§ Given request
Take the entries below and print all of them exactly, please.

§ Supplied information
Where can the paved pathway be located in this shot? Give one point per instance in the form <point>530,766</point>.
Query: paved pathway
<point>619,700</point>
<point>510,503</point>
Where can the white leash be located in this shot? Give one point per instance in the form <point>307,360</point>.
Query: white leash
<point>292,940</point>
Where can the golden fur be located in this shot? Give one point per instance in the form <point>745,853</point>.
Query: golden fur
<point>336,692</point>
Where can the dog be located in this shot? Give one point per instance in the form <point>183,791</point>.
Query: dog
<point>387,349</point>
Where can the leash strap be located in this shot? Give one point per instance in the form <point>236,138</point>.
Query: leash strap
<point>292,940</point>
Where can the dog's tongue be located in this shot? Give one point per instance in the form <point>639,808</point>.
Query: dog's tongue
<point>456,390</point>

§ Output below
Where can the paved pathway be located in this shot? Give one point per instance in the form <point>530,766</point>.
Query: paved pathway
<point>619,700</point>
<point>510,503</point>
Where can the white leash be located in this shot? Give one point per instance in the form <point>307,360</point>.
Query: white leash
<point>292,940</point>
Where can the golden fur be located in this shot? Give one point per instance in the form <point>745,853</point>.
Query: golden fur
<point>336,692</point>
Where can the dog be located in this shot? Give one point per instance in the form <point>183,791</point>.
Query: dog
<point>387,349</point>
Where can the leash strap be located in this shot? Give one point per instance in the form <point>236,138</point>.
Query: leash strap
<point>292,940</point>
Where can the dog's tongue be located in this shot? Give one point per instance in the form <point>639,808</point>.
Query: dog's tongue
<point>456,390</point>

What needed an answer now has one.